Resolution, the size of each grid cell in the final raster, typically ranges from 0.5 to 2 meters for high-quality products. A 1-meter resolution DSM means each pixel covers a 1-by-1-meter square on the ground, which is detailed enough to distinguish individual buildings and large trees but won’t pick up a fire hydrant.
Flood Risk and Urban Planning
Flood modeling illustrates why DSMs exist alongside terrain models rather than replacing them. Bare-earth DEMs work well for mapping natural drainage patterns and river channels, but they completely miss the structures that redirect water in real life: levees, embankments, bridge decks, and retaining walls. A DEM-based flood simulation will miss the fact that an embankment raises local terrain by 1 to 2 meters, which can be the difference between a neighborhood flooding or staying dry.
Using a raw DSM in flood models creates the opposite problem. Trees and dense vegetation show up as solid barriers that block water flow in the simulation, even though real floodwater passes through forest and brush with some resistance. In one study, DSM-based simulations inflated surface roughness in areas with tree canopy, artificially reducing the modeled flow of water through wooded corridors along rivers.
The most effective approach combines both models. Researchers have developed hybrid methods that overlay structural features like embankments and bridges from the DSM onto the bare-earth DEM while excluding vegetation. This preserved the hydraulic influence of built infrastructure while eliminating false barriers caused by trees. The hybrid method captured localized flood depth increases of 1.5 to 2.0 meters behind embankments and reduced false flood predictions in vegetated areas by 12 to 18 percent compared to using a raw DSM alone.
Forestry and Vegetation Analysis
Measuring millions of trees by hand is impossible. DSMs make it practical. By calculating the difference between the DSM (which records the treetop canopy) and the DTM (which records the ground beneath), researchers produce what’s called a canopy height model. Every pixel in this derived product represents the height of the vegetation at that spot. Forest managers use canopy height models to estimate timber volume, monitor growth rates, track the spread of disease or pest damage, and assess wildfire fuel loads.
The same principle applies to agriculture. Comparing DSM-derived crop heights over time reveals growth patterns, identifies areas of stress where plants are shorter than expected, and helps optimize irrigation and fertilizer application.
Where to Find DSM Data
Many countries make DSM data freely available through government agencies. In the United States, the USGS 3D Elevation Program distributes LiDAR-derived surface and terrain models for much of the country. The National Ecological Observatory Network (NEON) provides high-resolution DSM, DTM, and canopy height data for ecological research sites. For global coverage, the Copernicus programme offers a 30-meter resolution DSM derived from satellite radar data, and several commercial providers sell sub-meter products for areas where public data isn’t detailed enough.
Before downloading, check what you’re actually getting. Some providers label bare-earth data as a “digital elevation model” when it’s technically a terrain product with surface features removed. Others bundle DSM and DTM together. Knowing the distinction helps you grab the right dataset for your project without wasting time processing data you don’t need.

(Data for grounding referring expressions)
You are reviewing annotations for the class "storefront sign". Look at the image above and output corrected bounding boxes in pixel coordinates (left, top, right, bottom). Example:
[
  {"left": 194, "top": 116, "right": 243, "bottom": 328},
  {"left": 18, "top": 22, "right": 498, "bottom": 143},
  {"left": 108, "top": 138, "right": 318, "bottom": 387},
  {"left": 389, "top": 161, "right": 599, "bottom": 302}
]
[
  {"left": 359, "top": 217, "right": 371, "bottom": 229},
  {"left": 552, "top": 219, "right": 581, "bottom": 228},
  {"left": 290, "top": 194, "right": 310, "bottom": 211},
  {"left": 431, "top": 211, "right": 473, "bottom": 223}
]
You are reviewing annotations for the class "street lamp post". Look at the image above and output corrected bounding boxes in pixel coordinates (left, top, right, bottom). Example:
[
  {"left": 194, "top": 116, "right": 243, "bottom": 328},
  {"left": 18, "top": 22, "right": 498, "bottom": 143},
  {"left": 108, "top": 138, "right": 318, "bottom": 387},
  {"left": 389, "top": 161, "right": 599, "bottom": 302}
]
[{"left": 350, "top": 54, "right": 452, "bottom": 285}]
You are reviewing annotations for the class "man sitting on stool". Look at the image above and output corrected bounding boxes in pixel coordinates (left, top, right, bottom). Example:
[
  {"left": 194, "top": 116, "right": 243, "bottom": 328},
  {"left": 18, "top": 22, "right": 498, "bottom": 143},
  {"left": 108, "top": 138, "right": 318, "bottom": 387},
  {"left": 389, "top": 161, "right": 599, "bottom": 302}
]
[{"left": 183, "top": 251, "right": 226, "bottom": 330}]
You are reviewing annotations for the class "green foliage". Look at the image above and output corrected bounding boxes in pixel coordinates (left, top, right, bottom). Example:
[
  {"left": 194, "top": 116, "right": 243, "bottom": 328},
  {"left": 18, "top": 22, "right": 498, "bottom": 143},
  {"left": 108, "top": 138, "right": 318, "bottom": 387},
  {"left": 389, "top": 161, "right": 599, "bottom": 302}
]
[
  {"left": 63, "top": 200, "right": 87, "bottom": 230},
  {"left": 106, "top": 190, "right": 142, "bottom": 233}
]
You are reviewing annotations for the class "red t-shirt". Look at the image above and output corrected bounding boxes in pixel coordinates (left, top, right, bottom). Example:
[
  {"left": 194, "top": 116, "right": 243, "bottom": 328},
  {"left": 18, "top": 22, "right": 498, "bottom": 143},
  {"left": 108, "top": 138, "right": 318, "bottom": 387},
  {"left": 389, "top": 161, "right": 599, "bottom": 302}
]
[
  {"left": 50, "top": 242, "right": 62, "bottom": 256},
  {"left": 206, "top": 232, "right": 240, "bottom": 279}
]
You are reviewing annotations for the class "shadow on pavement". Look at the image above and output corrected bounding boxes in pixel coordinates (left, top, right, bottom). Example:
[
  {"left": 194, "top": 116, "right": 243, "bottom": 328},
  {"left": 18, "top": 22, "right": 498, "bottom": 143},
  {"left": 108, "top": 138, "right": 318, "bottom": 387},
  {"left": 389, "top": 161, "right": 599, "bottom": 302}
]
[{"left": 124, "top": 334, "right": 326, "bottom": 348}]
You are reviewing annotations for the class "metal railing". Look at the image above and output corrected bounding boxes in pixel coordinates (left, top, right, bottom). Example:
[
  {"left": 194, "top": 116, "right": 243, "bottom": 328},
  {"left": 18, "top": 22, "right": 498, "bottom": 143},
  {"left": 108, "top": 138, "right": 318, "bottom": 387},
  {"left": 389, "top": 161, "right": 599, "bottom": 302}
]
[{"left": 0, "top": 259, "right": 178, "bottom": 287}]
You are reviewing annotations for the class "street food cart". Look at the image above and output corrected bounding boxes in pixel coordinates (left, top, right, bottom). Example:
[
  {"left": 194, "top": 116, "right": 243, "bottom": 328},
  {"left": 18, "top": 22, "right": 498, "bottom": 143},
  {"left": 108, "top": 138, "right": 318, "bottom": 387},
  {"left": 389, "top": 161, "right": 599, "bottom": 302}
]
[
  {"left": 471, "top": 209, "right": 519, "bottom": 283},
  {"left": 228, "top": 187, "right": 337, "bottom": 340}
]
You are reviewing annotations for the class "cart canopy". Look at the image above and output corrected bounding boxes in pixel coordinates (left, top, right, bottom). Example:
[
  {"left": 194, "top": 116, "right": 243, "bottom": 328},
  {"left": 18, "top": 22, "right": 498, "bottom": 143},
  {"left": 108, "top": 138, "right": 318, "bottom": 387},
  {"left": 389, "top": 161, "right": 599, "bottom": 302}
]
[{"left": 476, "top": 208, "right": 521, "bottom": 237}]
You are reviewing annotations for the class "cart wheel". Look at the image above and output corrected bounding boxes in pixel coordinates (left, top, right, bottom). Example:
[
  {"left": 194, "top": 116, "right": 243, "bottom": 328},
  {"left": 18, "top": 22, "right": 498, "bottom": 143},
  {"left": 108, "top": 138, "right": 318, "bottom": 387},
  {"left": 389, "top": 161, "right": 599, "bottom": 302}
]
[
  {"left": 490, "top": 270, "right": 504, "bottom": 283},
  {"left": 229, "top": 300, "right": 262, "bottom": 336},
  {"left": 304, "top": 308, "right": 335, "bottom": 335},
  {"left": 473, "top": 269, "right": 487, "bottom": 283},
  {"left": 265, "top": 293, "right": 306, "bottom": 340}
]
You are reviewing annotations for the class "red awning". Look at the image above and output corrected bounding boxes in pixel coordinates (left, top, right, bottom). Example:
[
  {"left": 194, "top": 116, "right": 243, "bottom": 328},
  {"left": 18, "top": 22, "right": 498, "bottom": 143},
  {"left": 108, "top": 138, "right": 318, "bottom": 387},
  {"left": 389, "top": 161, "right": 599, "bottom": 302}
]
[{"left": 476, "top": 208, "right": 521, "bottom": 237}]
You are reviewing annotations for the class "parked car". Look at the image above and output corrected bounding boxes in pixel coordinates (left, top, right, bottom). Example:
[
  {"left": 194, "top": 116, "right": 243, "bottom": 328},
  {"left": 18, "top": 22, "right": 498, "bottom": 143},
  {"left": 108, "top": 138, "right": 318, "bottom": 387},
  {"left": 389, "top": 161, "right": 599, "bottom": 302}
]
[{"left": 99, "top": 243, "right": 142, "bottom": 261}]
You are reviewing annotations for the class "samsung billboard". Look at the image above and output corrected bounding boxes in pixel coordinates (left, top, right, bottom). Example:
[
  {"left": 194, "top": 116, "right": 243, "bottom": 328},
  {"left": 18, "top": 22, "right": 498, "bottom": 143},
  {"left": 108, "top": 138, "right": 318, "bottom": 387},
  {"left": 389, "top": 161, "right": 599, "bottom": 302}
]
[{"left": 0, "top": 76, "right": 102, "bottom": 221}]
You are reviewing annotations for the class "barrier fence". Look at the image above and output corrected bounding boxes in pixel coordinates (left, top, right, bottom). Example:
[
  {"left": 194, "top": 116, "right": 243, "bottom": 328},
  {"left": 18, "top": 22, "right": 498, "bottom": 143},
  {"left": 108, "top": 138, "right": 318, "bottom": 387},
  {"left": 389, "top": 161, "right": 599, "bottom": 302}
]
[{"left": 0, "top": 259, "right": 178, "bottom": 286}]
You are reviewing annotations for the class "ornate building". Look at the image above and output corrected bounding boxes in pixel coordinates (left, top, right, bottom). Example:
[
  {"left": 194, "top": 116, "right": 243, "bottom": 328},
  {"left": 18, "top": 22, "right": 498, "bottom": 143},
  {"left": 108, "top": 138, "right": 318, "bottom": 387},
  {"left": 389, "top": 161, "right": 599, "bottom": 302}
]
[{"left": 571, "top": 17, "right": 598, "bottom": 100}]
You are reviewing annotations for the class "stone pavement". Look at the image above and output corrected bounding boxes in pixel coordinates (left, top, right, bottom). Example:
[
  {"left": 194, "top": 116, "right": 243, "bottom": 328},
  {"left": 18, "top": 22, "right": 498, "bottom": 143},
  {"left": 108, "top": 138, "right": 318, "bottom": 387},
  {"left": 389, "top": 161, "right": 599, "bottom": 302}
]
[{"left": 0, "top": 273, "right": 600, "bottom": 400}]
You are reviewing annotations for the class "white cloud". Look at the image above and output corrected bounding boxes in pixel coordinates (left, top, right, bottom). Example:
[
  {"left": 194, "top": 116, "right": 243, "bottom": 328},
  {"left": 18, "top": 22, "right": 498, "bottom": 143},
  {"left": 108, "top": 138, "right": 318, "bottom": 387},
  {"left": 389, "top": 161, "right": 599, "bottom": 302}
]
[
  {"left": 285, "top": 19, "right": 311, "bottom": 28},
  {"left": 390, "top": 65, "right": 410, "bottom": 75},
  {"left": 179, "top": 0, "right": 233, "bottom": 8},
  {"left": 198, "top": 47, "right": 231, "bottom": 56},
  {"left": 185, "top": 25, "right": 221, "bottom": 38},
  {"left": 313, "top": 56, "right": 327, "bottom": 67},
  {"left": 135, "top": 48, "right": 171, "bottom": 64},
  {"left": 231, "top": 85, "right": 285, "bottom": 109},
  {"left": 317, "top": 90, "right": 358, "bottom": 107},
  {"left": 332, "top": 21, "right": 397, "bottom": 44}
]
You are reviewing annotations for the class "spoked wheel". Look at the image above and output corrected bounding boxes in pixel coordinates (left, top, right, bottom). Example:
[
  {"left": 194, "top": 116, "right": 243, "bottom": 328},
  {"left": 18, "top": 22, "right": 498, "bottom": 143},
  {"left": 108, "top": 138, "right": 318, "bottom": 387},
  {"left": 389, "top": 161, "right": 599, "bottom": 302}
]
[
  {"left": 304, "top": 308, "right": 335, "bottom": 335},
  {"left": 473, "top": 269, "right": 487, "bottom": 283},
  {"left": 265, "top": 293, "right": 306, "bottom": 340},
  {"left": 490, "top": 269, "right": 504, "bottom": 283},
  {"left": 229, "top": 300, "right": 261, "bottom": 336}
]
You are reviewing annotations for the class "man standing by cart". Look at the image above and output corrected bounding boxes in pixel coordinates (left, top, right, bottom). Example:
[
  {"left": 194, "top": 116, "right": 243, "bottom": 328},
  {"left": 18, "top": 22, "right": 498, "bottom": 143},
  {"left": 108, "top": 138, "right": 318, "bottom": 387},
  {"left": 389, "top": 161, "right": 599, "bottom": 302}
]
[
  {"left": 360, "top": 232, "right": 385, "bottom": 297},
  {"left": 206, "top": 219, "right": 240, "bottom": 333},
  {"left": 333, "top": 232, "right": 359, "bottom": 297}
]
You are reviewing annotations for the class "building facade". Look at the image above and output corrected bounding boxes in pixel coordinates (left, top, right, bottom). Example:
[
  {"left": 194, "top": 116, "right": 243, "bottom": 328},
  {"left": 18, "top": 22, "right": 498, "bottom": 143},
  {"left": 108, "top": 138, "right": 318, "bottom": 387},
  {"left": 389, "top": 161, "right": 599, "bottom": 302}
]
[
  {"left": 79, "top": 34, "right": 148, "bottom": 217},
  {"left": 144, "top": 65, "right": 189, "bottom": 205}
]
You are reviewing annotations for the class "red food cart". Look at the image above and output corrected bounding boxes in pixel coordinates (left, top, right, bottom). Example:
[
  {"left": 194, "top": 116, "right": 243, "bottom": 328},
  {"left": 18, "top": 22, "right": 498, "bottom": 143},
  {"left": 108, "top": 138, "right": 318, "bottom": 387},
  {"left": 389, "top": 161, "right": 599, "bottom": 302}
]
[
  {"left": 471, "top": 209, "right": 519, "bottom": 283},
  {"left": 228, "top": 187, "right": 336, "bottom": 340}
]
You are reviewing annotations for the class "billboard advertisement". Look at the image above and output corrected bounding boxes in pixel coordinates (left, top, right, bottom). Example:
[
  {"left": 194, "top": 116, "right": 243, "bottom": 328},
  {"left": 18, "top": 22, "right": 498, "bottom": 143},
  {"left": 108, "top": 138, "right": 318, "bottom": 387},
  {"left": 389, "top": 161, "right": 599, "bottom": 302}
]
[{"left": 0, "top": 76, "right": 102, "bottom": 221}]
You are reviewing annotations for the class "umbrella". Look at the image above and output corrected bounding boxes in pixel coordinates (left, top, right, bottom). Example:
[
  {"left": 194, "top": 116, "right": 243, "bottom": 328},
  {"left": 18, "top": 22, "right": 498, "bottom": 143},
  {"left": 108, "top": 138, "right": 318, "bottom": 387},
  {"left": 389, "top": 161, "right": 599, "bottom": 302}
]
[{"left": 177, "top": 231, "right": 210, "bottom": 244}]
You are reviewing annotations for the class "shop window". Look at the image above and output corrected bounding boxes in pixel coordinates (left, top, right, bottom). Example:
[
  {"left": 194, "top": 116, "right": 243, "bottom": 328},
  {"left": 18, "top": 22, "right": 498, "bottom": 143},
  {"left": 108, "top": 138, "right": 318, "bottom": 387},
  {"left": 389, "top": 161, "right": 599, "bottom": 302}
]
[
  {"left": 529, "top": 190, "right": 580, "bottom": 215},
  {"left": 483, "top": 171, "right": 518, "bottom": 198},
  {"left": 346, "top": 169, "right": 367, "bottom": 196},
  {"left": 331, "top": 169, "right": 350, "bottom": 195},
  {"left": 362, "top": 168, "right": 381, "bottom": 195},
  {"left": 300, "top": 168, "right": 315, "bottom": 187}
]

Exercise aim: In the text about digital surface models, by how much did the hybrid method reduce false flood predictions in vegetated areas compared to using a raw DSM alone? These lines are separate material and have no connection to the text about digital surface models.

Output of the exercise: By 12 to 18 percent.